(Dataset entries)
Content starts

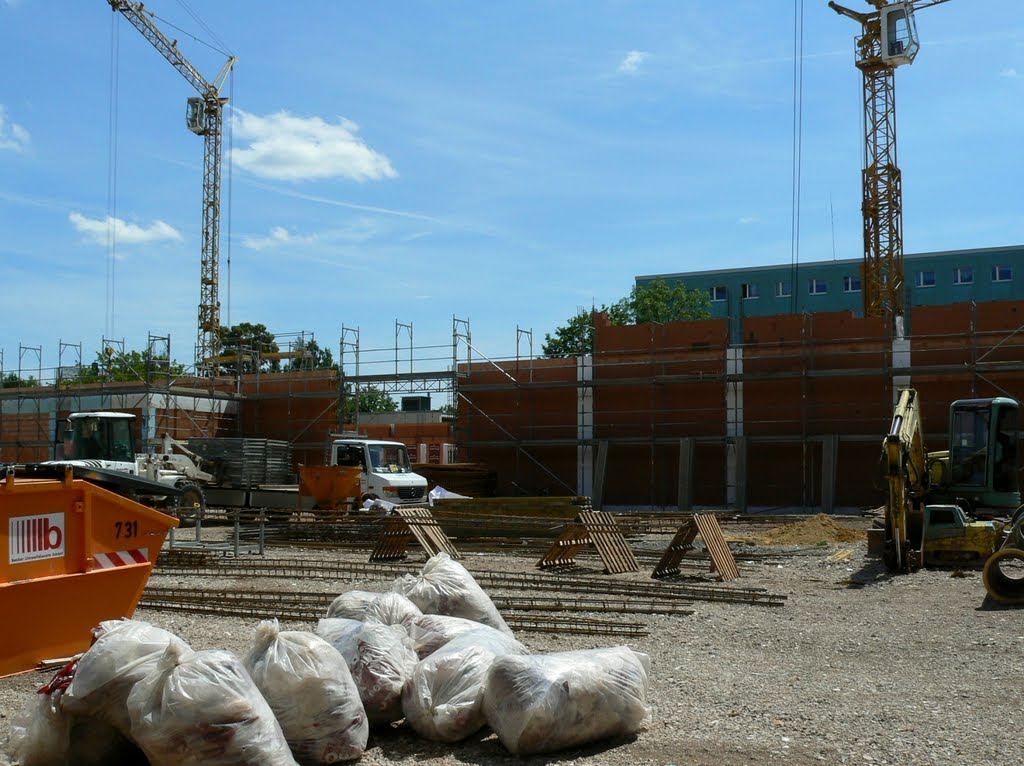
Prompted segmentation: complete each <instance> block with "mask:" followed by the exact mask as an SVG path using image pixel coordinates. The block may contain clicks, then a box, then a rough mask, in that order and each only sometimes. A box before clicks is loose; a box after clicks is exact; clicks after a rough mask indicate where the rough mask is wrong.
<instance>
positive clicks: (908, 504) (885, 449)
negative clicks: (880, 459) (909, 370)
mask: <svg viewBox="0 0 1024 766" xmlns="http://www.w3.org/2000/svg"><path fill="white" fill-rule="evenodd" d="M882 455H883V462H884V465H885V471H886V479H887V481H888V483H889V498H888V500H887V502H886V517H885V523H886V542H885V556H886V562H887V564H888V565H889V567H890V568H891V569H895V570H899V571H910V570H911V569H912V568H915V567H916V566H918V565H920V562H919V561H915V560H914V558H915V557H914V556H913V555H912V554H913V551H915V550H918V549H919V548H920V546H918V545H911V543H910V541H909V537H910V535H911V533H912V529H911V526H912V525H911V524H910V523H909V517H910V515H911V514H912V513H913V512H914V509H915V507H916V506H919V505H920V504H921V503H922V502H923V500H924V498H925V496H926V494H927V493H928V452H927V451H926V450H925V437H924V434H923V432H922V428H921V410H920V408H919V402H918V392H916V391H915V390H914V389H912V388H906V389H903V390H902V391H901V392H900V395H899V400H898V401H897V403H896V409H895V410H894V412H893V420H892V425H891V426H890V428H889V433H888V434H886V438H885V441H884V442H883V446H882Z"/></svg>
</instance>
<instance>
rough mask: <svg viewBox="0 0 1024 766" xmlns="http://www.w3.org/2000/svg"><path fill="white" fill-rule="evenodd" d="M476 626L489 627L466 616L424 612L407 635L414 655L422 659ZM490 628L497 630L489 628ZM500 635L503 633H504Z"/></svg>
mask: <svg viewBox="0 0 1024 766" xmlns="http://www.w3.org/2000/svg"><path fill="white" fill-rule="evenodd" d="M477 628H490V626H485V625H483V623H477V622H476V621H474V620H466V618H453V616H450V615H447V614H424V615H423V616H421V618H420V619H419V620H417V621H416V622H415V623H413V627H412V628H411V629H410V631H409V637H410V638H412V639H413V648H415V649H416V655H417V656H418V657H420V659H423V658H424V657H426V656H429V655H430V654H433V653H434V652H435V651H437V650H438V649H439V648H441V647H442V646H443V645H444V644H446V643H447V642H449V641H451V640H452V639H454V638H458V637H459V636H461V635H463V634H464V633H469V632H470V631H475V630H476V629H477ZM490 630H497V629H496V628H490ZM502 635H505V634H504V633H503V634H502Z"/></svg>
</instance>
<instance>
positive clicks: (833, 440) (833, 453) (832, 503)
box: [821, 433, 839, 513]
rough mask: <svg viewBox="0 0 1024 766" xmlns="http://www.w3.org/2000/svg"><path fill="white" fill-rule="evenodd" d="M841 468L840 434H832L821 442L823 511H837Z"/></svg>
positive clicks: (828, 435)
mask: <svg viewBox="0 0 1024 766" xmlns="http://www.w3.org/2000/svg"><path fill="white" fill-rule="evenodd" d="M838 468H839V434H838V433H830V434H828V435H827V436H825V437H824V439H822V441H821V510H822V511H823V512H824V513H831V512H833V511H834V510H835V509H836V476H837V470H838Z"/></svg>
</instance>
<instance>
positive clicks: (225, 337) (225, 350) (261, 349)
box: [220, 322, 281, 374]
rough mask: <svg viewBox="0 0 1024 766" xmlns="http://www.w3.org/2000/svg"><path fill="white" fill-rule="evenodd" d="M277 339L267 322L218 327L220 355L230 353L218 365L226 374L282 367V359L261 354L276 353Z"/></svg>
mask: <svg viewBox="0 0 1024 766" xmlns="http://www.w3.org/2000/svg"><path fill="white" fill-rule="evenodd" d="M280 350H281V349H280V348H279V347H278V341H276V340H274V337H273V333H271V332H270V331H269V330H267V329H266V325H263V324H262V323H260V324H256V325H254V324H252V323H249V322H243V323H240V324H238V325H232V326H231V327H221V328H220V355H221V356H222V357H227V356H233V357H234V358H227V359H224V360H223V361H222V363H221V364H220V367H221V369H223V370H224V371H225V372H227V373H229V374H239V373H255V372H257V371H258V372H264V373H272V372H279V371H280V370H281V359H278V358H265V356H264V354H270V353H278V352H279V351H280Z"/></svg>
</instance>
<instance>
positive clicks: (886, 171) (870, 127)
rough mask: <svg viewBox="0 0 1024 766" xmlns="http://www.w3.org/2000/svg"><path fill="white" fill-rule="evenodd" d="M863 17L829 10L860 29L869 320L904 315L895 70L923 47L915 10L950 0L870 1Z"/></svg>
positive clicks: (865, 298)
mask: <svg viewBox="0 0 1024 766" xmlns="http://www.w3.org/2000/svg"><path fill="white" fill-rule="evenodd" d="M867 2H868V3H869V4H870V5H873V6H874V10H873V11H869V12H867V13H861V12H858V11H855V10H851V9H850V8H846V7H844V6H842V5H840V4H838V3H836V2H834V1H833V0H829V2H828V7H829V8H831V9H833V10H835V11H836V12H837V13H839V14H841V15H844V16H848V17H850V18H852V19H854V20H855V22H859V23H860V25H861V29H862V31H861V34H860V36H859V37H858V38H857V40H856V45H857V69H859V70H860V72H861V74H862V75H863V80H864V169H863V171H862V183H863V188H862V194H863V197H862V201H861V212H862V214H863V219H864V262H863V266H862V268H861V278H862V279H861V283H862V288H861V289H862V290H863V295H864V315H865V316H885V315H889V314H891V315H892V316H894V317H895V316H902V315H903V312H904V306H903V294H904V281H903V187H902V177H901V174H900V169H899V166H898V165H897V163H896V82H895V77H894V74H895V71H896V68H897V67H899V66H901V65H904V63H912V62H913V58H914V56H915V55H918V49H919V47H920V45H921V43H920V41H919V39H918V30H916V26H915V24H914V18H913V13H914V11H915V10H921V9H922V8H927V7H929V6H931V5H938V4H940V3H944V2H948V0H912V2H886V0H867Z"/></svg>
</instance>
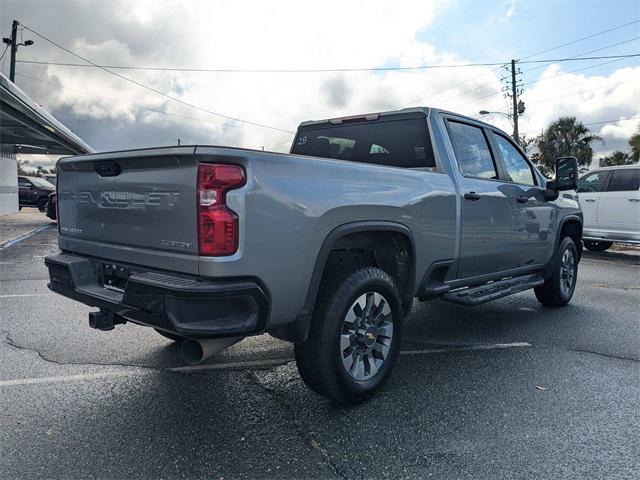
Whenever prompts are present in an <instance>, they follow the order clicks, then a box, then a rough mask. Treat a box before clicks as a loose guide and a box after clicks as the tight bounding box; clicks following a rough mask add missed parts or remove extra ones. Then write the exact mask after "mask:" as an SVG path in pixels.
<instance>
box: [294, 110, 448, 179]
mask: <svg viewBox="0 0 640 480" xmlns="http://www.w3.org/2000/svg"><path fill="white" fill-rule="evenodd" d="M394 117H396V116H389V117H381V118H379V119H377V120H365V119H358V120H355V121H348V122H344V123H341V124H332V123H330V122H327V123H322V124H311V125H303V126H301V127H300V128H299V129H298V133H297V135H296V138H295V140H294V142H293V146H292V147H291V153H294V154H298V155H308V156H313V157H322V158H332V159H336V160H347V161H350V162H361V163H370V164H375V165H386V166H391V167H402V168H420V169H426V170H432V171H435V170H436V161H435V157H434V153H433V148H432V146H431V138H430V136H429V130H428V126H427V120H426V118H425V117H424V116H423V115H422V116H412V117H408V118H407V117H405V118H402V117H400V118H394Z"/></svg>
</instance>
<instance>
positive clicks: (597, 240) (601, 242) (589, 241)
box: [584, 240, 613, 252]
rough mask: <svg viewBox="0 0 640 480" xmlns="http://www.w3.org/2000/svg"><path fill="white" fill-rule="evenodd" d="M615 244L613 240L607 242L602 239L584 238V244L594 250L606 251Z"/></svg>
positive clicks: (585, 247) (584, 245) (598, 251)
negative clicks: (611, 246) (586, 239)
mask: <svg viewBox="0 0 640 480" xmlns="http://www.w3.org/2000/svg"><path fill="white" fill-rule="evenodd" d="M611 245H613V242H605V241H602V240H584V246H585V248H586V249H587V250H591V251H592V252H604V251H605V250H608V249H609V248H611Z"/></svg>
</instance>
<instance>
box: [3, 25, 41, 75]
mask: <svg viewBox="0 0 640 480" xmlns="http://www.w3.org/2000/svg"><path fill="white" fill-rule="evenodd" d="M18 25H20V22H18V21H17V20H14V21H13V23H12V24H11V38H7V37H4V38H3V39H2V43H5V44H7V45H9V46H10V47H11V58H10V63H9V80H11V81H12V82H13V83H16V54H17V53H18V47H19V46H20V45H22V46H25V47H28V46H29V45H33V40H26V41H24V42H23V43H18Z"/></svg>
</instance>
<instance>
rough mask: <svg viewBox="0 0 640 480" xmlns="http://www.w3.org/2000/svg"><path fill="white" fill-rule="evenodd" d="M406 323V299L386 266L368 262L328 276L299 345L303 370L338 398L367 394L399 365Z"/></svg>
mask: <svg viewBox="0 0 640 480" xmlns="http://www.w3.org/2000/svg"><path fill="white" fill-rule="evenodd" d="M401 329H402V300H401V297H400V293H399V291H398V288H397V287H396V285H395V283H394V281H393V279H392V278H391V277H390V276H389V275H388V274H387V273H386V272H384V271H383V270H380V269H378V268H373V267H367V268H362V269H359V270H356V271H354V272H352V273H350V274H346V275H340V276H338V277H337V278H335V279H327V280H325V281H323V284H322V285H321V287H320V291H319V293H318V301H317V303H316V308H315V311H314V314H313V319H312V323H311V327H310V330H309V336H308V338H307V340H306V341H304V342H302V343H298V344H296V346H295V354H296V363H297V365H298V371H299V372H300V376H301V377H302V379H303V380H304V382H305V383H306V384H307V385H308V386H309V388H311V389H312V390H313V391H315V392H316V393H319V394H320V395H323V396H325V397H328V398H330V399H331V400H334V401H336V402H338V403H356V402H361V401H363V400H366V399H367V398H369V397H370V396H371V395H373V393H374V392H375V391H376V390H377V389H378V388H380V387H381V386H382V384H383V383H384V381H385V380H386V378H387V377H388V375H389V373H390V372H391V369H392V368H393V364H394V363H395V360H396V357H397V355H398V350H399V348H400V333H401Z"/></svg>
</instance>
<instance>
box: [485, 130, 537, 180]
mask: <svg viewBox="0 0 640 480" xmlns="http://www.w3.org/2000/svg"><path fill="white" fill-rule="evenodd" d="M494 138H495V139H496V143H497V144H498V149H499V150H500V155H501V156H502V160H503V161H504V167H505V169H506V173H507V178H506V180H508V181H509V182H515V183H523V184H525V185H535V184H536V182H535V180H534V179H533V172H532V171H531V166H530V165H529V163H528V162H527V160H526V159H525V158H524V157H523V156H522V154H521V153H520V152H519V151H518V150H517V149H516V147H514V146H513V145H512V144H511V142H510V141H509V140H507V139H506V138H504V137H503V136H502V135H494Z"/></svg>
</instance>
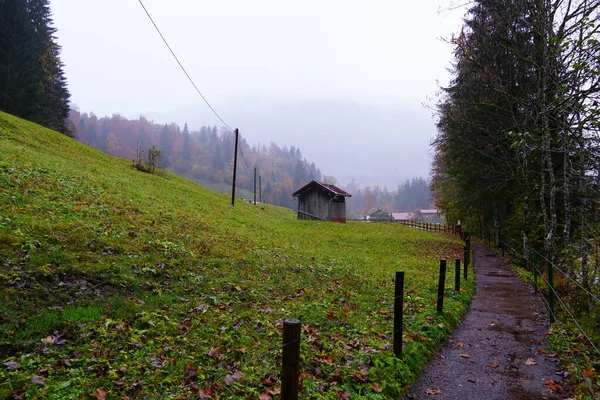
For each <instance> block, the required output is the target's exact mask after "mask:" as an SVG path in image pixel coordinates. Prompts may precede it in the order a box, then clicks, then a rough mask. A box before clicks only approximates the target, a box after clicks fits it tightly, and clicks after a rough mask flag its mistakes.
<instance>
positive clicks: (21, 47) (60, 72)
mask: <svg viewBox="0 0 600 400" xmlns="http://www.w3.org/2000/svg"><path fill="white" fill-rule="evenodd" d="M55 32H56V28H54V27H52V18H51V13H50V7H49V2H48V0H10V1H1V2H0V82H1V83H0V110H3V111H6V112H9V113H11V114H15V115H17V116H19V117H22V118H26V119H29V120H31V121H34V122H37V123H39V124H41V125H44V126H46V127H48V128H51V129H54V130H57V131H59V132H62V133H65V134H68V135H71V134H72V133H71V132H70V130H69V127H68V115H69V92H68V89H67V83H66V78H65V76H64V73H63V65H62V62H61V61H60V46H58V44H57V43H56V42H55V39H56V38H55V36H54V33H55Z"/></svg>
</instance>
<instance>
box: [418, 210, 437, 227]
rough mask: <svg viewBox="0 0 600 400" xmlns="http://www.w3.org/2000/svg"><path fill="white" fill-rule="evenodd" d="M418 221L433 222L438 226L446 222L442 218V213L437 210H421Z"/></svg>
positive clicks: (419, 210)
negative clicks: (439, 212)
mask: <svg viewBox="0 0 600 400" xmlns="http://www.w3.org/2000/svg"><path fill="white" fill-rule="evenodd" d="M417 220H418V221H423V222H433V223H436V224H440V223H442V222H444V219H443V218H442V216H441V215H440V213H439V211H438V210H437V209H423V210H419V213H418V215H417Z"/></svg>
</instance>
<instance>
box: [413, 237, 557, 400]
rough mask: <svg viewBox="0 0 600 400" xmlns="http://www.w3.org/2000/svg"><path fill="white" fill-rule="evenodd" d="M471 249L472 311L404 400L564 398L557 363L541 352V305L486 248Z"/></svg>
mask: <svg viewBox="0 0 600 400" xmlns="http://www.w3.org/2000/svg"><path fill="white" fill-rule="evenodd" d="M473 250H474V253H475V276H476V279H475V282H476V293H475V296H474V297H473V302H472V304H471V308H470V310H469V311H468V312H467V314H466V316H465V317H464V319H463V321H462V324H461V325H460V326H459V327H458V328H457V329H456V331H455V333H454V334H453V335H452V337H451V338H450V340H449V341H448V343H446V344H445V345H444V346H443V347H442V348H441V349H440V350H439V351H438V353H437V354H436V355H435V356H434V357H433V358H432V360H431V361H430V363H429V365H428V366H427V367H426V368H425V370H424V371H423V373H422V374H421V376H420V378H419V380H418V381H417V382H416V383H415V384H414V385H413V387H412V392H411V393H410V394H409V395H407V396H406V399H435V398H438V399H460V400H469V399H485V400H494V399H561V398H567V397H569V396H568V394H567V393H560V392H561V390H562V388H561V385H562V384H561V375H562V373H561V371H560V367H559V365H558V363H557V359H556V358H555V357H553V354H551V353H549V352H546V350H545V335H546V332H547V327H548V320H547V312H546V311H545V308H544V303H543V301H542V300H541V299H540V298H539V297H537V296H536V295H534V294H533V290H532V288H531V286H530V285H527V284H524V283H522V282H521V281H519V279H518V278H517V277H516V275H515V274H514V273H513V271H512V270H511V269H510V268H508V267H507V266H506V264H505V263H504V262H503V261H502V260H501V259H500V258H499V257H496V255H495V254H494V253H493V252H492V251H491V250H490V249H489V248H487V247H485V246H483V245H482V244H480V243H476V242H475V241H473ZM559 374H560V375H559ZM553 382H555V383H556V384H554V383H553ZM551 388H553V389H554V391H553V390H551ZM555 392H559V393H555Z"/></svg>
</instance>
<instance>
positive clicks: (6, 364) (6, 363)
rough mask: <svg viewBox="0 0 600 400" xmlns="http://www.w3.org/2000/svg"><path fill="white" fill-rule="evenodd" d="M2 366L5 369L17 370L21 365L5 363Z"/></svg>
mask: <svg viewBox="0 0 600 400" xmlns="http://www.w3.org/2000/svg"><path fill="white" fill-rule="evenodd" d="M4 366H5V367H6V368H7V369H17V368H19V367H20V366H21V364H19V363H18V362H16V361H7V362H5V363H4Z"/></svg>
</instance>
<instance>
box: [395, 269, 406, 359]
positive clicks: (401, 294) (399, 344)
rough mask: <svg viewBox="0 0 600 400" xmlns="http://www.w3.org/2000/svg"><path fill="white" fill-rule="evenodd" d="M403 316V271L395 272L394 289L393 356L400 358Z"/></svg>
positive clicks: (403, 302) (403, 284)
mask: <svg viewBox="0 0 600 400" xmlns="http://www.w3.org/2000/svg"><path fill="white" fill-rule="evenodd" d="M403 314H404V271H396V282H395V288H394V354H395V355H396V357H398V358H401V357H402V329H403V321H402V318H403Z"/></svg>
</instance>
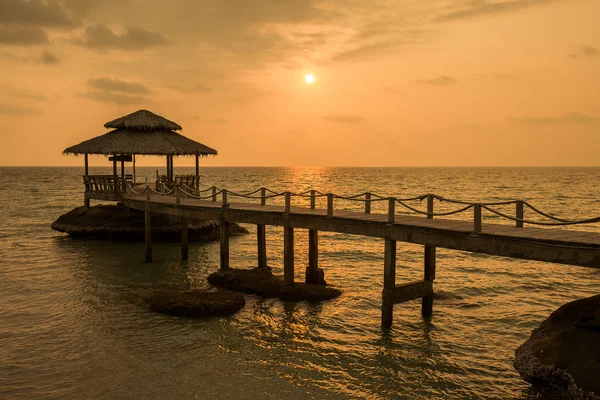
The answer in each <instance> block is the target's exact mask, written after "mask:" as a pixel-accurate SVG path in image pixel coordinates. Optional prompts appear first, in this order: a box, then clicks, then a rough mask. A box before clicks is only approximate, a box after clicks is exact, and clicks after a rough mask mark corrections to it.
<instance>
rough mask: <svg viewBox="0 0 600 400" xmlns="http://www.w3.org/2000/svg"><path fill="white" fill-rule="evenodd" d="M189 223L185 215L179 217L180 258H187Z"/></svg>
mask: <svg viewBox="0 0 600 400" xmlns="http://www.w3.org/2000/svg"><path fill="white" fill-rule="evenodd" d="M189 224H190V220H189V218H187V217H183V218H181V259H182V260H187V259H188V255H189V235H188V234H189Z"/></svg>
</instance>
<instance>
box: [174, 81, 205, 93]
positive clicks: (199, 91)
mask: <svg viewBox="0 0 600 400" xmlns="http://www.w3.org/2000/svg"><path fill="white" fill-rule="evenodd" d="M167 87H168V88H171V89H173V90H177V91H178V92H181V93H210V92H212V91H213V89H212V88H211V87H209V86H206V85H203V84H201V83H194V84H192V85H190V86H180V85H168V86H167Z"/></svg>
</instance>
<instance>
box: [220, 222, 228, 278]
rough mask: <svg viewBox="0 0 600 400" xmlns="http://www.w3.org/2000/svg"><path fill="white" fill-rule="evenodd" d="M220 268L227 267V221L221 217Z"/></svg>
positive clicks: (227, 257) (227, 252) (221, 268)
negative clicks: (220, 259)
mask: <svg viewBox="0 0 600 400" xmlns="http://www.w3.org/2000/svg"><path fill="white" fill-rule="evenodd" d="M221 269H222V270H226V269H229V222H228V221H226V220H225V217H224V216H223V217H221Z"/></svg>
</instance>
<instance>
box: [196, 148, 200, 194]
mask: <svg viewBox="0 0 600 400" xmlns="http://www.w3.org/2000/svg"><path fill="white" fill-rule="evenodd" d="M196 190H200V156H198V154H196Z"/></svg>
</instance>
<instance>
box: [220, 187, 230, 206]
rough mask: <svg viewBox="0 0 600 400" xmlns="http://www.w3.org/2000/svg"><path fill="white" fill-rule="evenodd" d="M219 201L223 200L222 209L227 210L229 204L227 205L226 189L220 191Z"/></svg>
mask: <svg viewBox="0 0 600 400" xmlns="http://www.w3.org/2000/svg"><path fill="white" fill-rule="evenodd" d="M221 199H222V200H223V208H227V207H228V206H229V204H227V189H223V190H222V191H221Z"/></svg>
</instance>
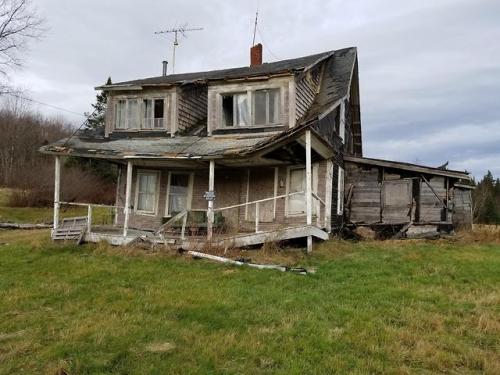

Content ends

## BRIEF
Identify the lines above with the word "after". Copy them.

## REPLY TO THE TASK
Prompted segmentation: complete each <instance> block with "mask:" followed by the exact mask as an SVG path using image pixel coordinates. The block may contain clicks, then a box, then a rough mask, in that order and each only sometimes. A box before clicks is loose; a box after clicks is exact; clicks after a rough mask indicate where the rough mask is wrong.
Whenever prompts are present in an <instance>, they follow the order clicks, then a box, then a rough mask. Treat a box before clicks as a loose guide and a box after clicks as the tight bounding box; clicks following a rough mask add missed parts or remove extra ones. Then write the exact mask after "mask:" as an SVG path in pixels.
For each <instance> block, the required output is the target's exact mask after "mask:" as an SVG path in image pixel coordinates. Prompts may precede it in the order a box, then clicks, then a rough mask. A box before clicks only approximates the target, a box after clicks fits it tightly, and clicks after a rough mask flag its mistakes.
The answer in each <instance> block is the target's exact mask, written after "mask:" as a pixel-accurate SVG path in image pixel coordinates. Optional prompts appear first, in this order: a box, then clicks, then a rough mask. A box before clicks is only approximate, a box after clicks is exact, and clicks after a rough mask mark corrections to it.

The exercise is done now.